**Page:**
= = =

FIG. 42 shows an alternate embodiment of a support platform 300. The support platform 300 includes a center ellipse 302 and outer half ellipses 304, 306. Pins 308, 310 attached at distal ends of the outer half ellipses 304, 306 extend through slots 312, 314 on the center ellipse.
In addition to the slots 312, 314, the center ellipse 302 includes distal holes 316, 318 at opposite ends of the ellipse. As further described below, the pins 308, 310 may alternatively connect through either the slots 312, 314 or the holes 316, 318. These two different connections provide a variety of configuration options for the support platform 300.
As shown in FIG. 43, each of the outer half ellipses 304, 306 includes a top plate 322, which may be, for example, an aluminum plate, such as 5052 aluminum, 1/32 inch thick. The top plates 322 can include openings 324 to lessen weight of the support platform 300 and/or to add aesthetic appeal.

= = =

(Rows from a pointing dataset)
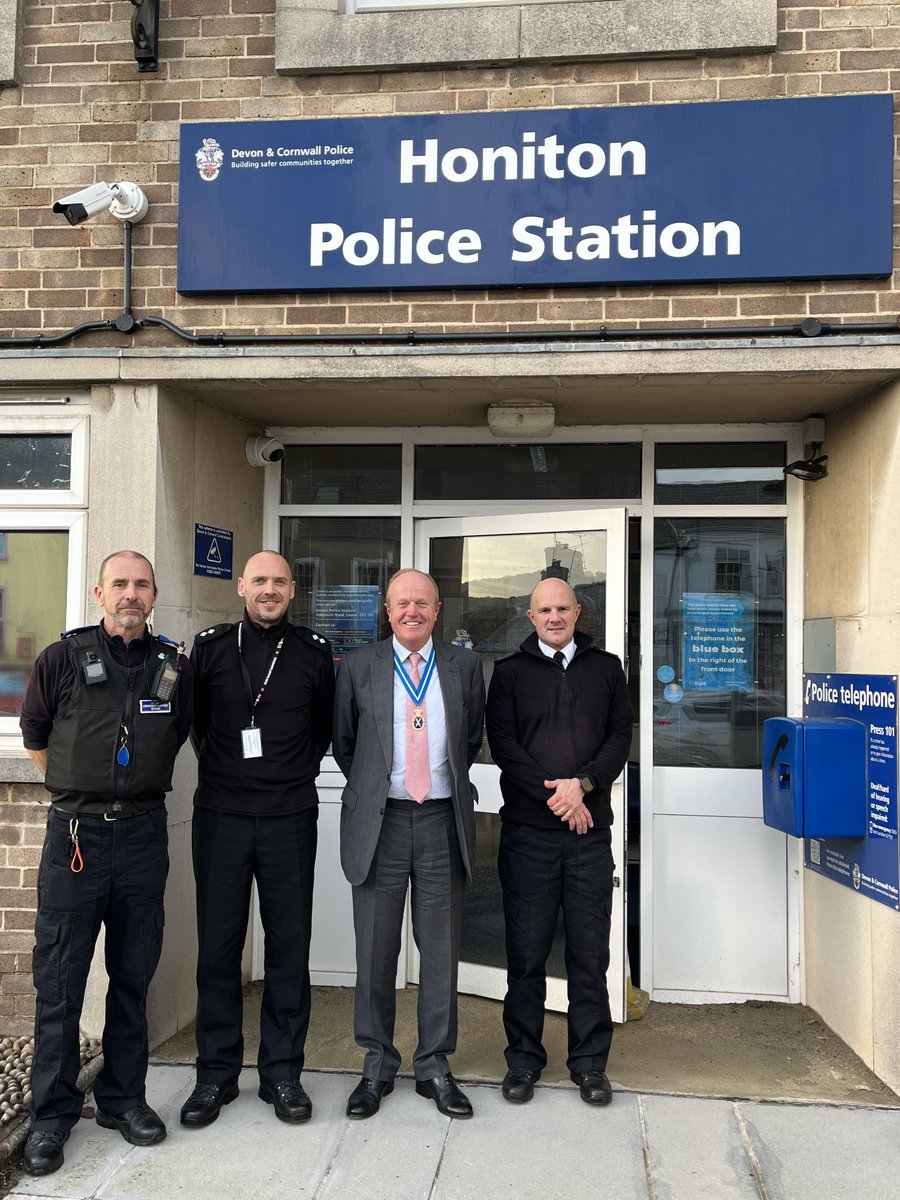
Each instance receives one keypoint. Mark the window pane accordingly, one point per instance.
(341, 475)
(719, 640)
(720, 473)
(33, 606)
(40, 460)
(528, 472)
(341, 567)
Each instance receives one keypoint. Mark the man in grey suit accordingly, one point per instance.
(408, 724)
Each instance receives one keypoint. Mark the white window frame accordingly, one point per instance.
(49, 510)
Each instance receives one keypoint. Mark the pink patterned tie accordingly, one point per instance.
(417, 778)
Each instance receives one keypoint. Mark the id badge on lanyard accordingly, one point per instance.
(251, 737)
(252, 743)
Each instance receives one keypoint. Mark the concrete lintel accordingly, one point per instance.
(317, 35)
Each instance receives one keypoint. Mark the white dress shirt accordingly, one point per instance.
(435, 726)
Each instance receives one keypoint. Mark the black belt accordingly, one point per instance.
(397, 802)
(105, 816)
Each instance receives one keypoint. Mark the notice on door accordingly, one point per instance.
(347, 615)
(718, 641)
(870, 865)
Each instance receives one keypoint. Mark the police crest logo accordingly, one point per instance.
(209, 160)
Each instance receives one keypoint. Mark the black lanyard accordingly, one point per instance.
(247, 685)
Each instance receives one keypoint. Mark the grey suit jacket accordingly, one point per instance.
(363, 744)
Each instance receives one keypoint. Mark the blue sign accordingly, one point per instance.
(870, 865)
(718, 641)
(745, 190)
(213, 551)
(347, 615)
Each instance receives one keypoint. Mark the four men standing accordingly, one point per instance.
(105, 715)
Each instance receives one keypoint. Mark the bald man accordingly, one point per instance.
(559, 727)
(264, 691)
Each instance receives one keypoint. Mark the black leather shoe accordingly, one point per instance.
(139, 1126)
(205, 1102)
(291, 1101)
(43, 1152)
(594, 1086)
(519, 1084)
(366, 1097)
(450, 1099)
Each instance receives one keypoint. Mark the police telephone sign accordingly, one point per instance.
(744, 190)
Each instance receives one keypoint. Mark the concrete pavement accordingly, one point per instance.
(642, 1147)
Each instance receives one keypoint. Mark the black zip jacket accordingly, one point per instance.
(549, 723)
(293, 717)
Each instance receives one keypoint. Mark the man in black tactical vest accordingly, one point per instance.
(106, 712)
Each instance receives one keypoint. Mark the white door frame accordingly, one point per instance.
(408, 511)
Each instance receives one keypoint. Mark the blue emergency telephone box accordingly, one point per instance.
(814, 777)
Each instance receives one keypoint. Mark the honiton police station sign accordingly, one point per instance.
(750, 190)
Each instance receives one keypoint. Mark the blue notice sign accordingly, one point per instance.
(213, 551)
(742, 190)
(870, 865)
(347, 615)
(718, 641)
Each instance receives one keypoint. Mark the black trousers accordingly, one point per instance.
(229, 851)
(541, 871)
(121, 886)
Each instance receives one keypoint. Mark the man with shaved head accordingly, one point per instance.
(105, 714)
(262, 725)
(559, 727)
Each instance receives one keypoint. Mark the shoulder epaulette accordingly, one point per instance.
(313, 639)
(213, 633)
(73, 633)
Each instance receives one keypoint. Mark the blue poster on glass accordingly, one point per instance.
(718, 641)
(347, 615)
(869, 864)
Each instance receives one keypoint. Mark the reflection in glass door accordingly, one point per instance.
(486, 569)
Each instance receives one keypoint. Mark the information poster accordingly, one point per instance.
(213, 551)
(871, 865)
(718, 641)
(347, 615)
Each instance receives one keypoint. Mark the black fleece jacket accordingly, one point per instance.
(549, 723)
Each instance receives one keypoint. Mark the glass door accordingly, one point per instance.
(486, 569)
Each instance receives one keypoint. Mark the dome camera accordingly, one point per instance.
(263, 451)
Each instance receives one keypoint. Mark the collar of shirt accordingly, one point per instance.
(403, 653)
(550, 651)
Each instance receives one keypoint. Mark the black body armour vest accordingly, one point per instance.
(84, 750)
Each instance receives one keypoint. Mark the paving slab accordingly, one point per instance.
(696, 1150)
(555, 1146)
(817, 1152)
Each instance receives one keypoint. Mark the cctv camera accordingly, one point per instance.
(263, 451)
(125, 201)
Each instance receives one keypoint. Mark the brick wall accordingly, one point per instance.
(23, 816)
(84, 113)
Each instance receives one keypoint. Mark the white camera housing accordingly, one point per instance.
(263, 451)
(125, 202)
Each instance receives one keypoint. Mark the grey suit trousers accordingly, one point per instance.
(418, 847)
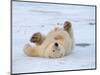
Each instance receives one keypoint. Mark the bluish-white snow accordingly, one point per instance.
(28, 18)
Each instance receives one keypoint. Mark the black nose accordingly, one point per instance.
(56, 44)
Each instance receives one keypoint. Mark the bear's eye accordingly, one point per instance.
(53, 50)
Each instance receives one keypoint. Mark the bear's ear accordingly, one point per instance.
(67, 25)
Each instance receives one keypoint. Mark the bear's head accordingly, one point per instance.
(55, 50)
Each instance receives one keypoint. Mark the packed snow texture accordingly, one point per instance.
(28, 18)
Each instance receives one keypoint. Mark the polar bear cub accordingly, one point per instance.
(58, 43)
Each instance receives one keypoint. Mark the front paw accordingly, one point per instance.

= = =

**Given request A:** In the passage about the support platform, list each part of the platform that is given a reference number, along with its number or numbers.
**Given request B:** Set down the support platform passage word for word from "FIG. 42 shows" to "the support platform 300.".

**Answer A:**
- Center ellipse: 302
- Outer half ellipses: 304, 306
- Pins: 308, 310
- Slots: 312, 314
- Distal holes: 316, 318
- Top plate: 322
- Openings: 324

**Answer B:**
FIG. 42 shows an alternate embodiment of a support platform 300. The support platform 300 includes a center ellipse 302 and outer half ellipses 304, 306. Pins 308, 310 attached at distal ends of the outer half ellipses 304, 306 extend through slots 312, 314 on the center ellipse.
In addition to the slots 312, 314, the center ellipse 302 includes distal holes 316, 318 at opposite ends of the ellipse. As further described below, the pins 308, 310 may alternatively connect through either the slots 312, 314 or the holes 316, 318. These two different connections provide a variety of configuration options for the support platform 300.